(Stored data entries)
Start of Block
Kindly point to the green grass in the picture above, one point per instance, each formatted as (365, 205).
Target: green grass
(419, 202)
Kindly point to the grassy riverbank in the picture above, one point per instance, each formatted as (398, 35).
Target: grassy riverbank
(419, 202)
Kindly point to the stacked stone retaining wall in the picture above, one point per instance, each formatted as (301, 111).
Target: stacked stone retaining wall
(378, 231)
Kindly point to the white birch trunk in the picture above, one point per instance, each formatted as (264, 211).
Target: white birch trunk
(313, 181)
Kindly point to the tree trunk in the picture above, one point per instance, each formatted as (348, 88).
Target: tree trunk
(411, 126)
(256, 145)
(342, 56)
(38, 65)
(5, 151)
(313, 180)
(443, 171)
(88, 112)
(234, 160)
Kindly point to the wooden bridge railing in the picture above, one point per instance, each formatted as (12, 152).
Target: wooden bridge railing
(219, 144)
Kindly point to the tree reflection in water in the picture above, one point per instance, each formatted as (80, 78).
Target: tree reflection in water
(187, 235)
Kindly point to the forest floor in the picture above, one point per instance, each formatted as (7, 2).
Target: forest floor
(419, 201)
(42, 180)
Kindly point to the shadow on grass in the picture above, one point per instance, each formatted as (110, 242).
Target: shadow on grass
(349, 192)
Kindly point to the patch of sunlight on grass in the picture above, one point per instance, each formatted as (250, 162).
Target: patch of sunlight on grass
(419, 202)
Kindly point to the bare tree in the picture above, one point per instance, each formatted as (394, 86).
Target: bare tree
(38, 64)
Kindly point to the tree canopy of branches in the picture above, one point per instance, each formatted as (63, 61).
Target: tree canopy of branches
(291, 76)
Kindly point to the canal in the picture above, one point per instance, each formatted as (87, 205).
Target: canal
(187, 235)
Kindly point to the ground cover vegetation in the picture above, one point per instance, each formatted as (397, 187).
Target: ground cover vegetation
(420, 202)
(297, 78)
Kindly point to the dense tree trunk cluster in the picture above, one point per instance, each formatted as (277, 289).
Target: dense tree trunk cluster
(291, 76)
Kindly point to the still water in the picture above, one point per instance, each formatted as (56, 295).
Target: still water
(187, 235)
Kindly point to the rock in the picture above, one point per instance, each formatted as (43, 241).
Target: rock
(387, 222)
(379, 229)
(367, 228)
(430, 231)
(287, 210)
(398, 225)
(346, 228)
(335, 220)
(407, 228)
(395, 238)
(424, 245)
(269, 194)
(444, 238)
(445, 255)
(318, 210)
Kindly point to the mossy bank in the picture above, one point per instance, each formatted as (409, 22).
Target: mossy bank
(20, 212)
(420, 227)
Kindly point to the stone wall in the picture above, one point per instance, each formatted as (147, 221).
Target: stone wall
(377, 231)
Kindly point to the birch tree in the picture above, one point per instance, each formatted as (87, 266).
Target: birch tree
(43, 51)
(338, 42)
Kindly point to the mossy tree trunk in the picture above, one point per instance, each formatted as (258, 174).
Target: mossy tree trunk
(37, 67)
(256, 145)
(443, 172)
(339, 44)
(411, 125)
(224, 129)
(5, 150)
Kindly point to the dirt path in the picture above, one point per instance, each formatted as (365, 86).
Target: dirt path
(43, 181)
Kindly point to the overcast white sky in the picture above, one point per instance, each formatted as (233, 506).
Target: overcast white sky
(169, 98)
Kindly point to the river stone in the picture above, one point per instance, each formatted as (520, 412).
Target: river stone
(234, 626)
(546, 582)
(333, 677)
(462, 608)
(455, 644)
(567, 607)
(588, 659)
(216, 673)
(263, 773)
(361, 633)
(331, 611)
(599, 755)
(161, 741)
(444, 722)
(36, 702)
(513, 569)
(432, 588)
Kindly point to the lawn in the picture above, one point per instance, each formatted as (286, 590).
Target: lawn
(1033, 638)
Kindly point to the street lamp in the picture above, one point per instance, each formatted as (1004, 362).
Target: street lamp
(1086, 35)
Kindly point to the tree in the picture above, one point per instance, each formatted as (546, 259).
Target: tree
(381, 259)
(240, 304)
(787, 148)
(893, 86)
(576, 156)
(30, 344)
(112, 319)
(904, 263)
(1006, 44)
End of Block
Print, please, the lines above from the very first through the one that holds "Kindly point to the ground", both included, word for word and with nothing else.

Kindly point to the green grass in the picture above, one point per instance, each formatted as (365, 205).
Target: green grass
(419, 202)
Kindly point to the grassy riverbank in the picture above, one point per instance, each formatted as (398, 35).
Target: grassy riverbank
(419, 202)
Kindly point to the stacked stone retaining wall in the picture above, one point per instance, each formatted as (301, 111).
Target: stacked stone retaining wall
(378, 231)
Kindly point to the white birch trunk in the picture above, one point per instance, each formatted as (264, 211).
Target: white birch trunk
(313, 181)
Kindly point to the tree trunk in the picture above, one point per instance, each formatted as (348, 88).
Target: tree trunk
(411, 126)
(256, 145)
(342, 56)
(38, 65)
(5, 151)
(313, 180)
(443, 171)
(88, 112)
(234, 160)
Kindly point to the wooden bridge railing in the picture above, one point per instance, each formatted as (12, 152).
Target: wooden bridge railing
(219, 144)
Kindly point to the tree reflection in water in the picture above, one point per instance, each formatted as (80, 78).
Target: tree reflection in water
(187, 235)
Kindly point to the forest floor in the picture above, one point per instance, each formatted as (7, 2).
Target: forest floor
(419, 201)
(42, 180)
Kindly point to the shadow on grass in the picture above, one point per instance, each formatted as (110, 242).
Target: shadow on grass
(349, 192)
Kindly point to the patch of sunlight on grass in the picture above, one point per instance, each formatted as (250, 162).
Target: patch of sunlight on grass
(419, 202)
Kindly point to the bare tree in the picture above, one point per instance, each formatted as (394, 86).
Target: bare tree
(38, 64)
Kindly point to the tree canopy of branches in the picture above, one point per instance, each formatted as (63, 61).
Target: tree canopy of branches
(291, 76)
Kindly point to the canal in the picture above, one point per instance, each formatted as (87, 205).
Target: canal
(187, 235)
Kindly point to the ground cover vegetation in the picture above, one point per instance, each formatted as (397, 187).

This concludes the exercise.